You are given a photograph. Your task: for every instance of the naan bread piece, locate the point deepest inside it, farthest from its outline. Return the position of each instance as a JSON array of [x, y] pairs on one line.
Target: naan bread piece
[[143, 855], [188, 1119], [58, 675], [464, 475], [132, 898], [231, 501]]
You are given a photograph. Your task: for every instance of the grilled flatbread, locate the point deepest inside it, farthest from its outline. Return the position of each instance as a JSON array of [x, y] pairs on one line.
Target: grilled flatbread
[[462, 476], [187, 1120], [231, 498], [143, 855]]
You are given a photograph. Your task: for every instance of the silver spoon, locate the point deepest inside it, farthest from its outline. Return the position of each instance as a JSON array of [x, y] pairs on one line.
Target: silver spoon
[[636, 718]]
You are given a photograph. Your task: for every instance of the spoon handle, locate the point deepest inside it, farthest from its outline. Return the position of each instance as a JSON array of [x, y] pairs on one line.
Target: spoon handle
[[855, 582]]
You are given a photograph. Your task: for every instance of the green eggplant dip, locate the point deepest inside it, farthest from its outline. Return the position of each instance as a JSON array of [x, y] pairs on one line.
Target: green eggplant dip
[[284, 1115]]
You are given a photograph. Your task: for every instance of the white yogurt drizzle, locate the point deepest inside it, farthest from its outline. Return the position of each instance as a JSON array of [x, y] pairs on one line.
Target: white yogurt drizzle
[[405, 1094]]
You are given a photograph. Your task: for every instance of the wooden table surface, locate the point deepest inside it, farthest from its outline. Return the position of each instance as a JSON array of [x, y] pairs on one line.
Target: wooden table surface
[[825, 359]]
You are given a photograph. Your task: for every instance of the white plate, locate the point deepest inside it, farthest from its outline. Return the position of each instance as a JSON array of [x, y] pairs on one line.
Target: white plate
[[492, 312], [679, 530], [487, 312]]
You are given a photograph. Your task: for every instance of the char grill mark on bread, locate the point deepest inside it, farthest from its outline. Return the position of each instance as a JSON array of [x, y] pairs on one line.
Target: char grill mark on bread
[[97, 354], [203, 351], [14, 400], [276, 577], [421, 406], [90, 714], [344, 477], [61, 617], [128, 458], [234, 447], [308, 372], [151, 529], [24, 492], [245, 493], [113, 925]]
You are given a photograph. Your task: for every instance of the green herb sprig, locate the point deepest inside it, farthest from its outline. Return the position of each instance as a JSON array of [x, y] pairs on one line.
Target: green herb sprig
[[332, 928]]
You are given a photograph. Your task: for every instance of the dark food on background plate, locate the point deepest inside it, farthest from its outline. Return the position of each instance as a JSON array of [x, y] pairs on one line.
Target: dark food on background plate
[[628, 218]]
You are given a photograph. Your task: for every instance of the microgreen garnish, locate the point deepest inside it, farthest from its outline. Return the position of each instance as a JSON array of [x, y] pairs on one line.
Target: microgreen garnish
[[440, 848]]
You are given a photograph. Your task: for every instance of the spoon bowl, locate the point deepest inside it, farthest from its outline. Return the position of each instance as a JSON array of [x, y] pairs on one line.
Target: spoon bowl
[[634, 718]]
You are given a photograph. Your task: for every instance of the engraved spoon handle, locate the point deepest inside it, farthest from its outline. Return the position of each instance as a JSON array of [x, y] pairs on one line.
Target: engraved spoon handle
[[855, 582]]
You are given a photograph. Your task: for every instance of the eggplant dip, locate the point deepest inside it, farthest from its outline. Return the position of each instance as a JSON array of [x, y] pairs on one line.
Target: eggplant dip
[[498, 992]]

****************

Set down word for word the stretch of the data from the line containing "of the silver" through the line containing "[[636, 718]]", with both of those lines included.

You are given a photograph. Your task: for every instance of the silver spoon, locate the point deepest inside it, farthest from its outline. Return the position of each instance as a JSON array of [x, y] pairs on one line.
Target: silver spoon
[[636, 718]]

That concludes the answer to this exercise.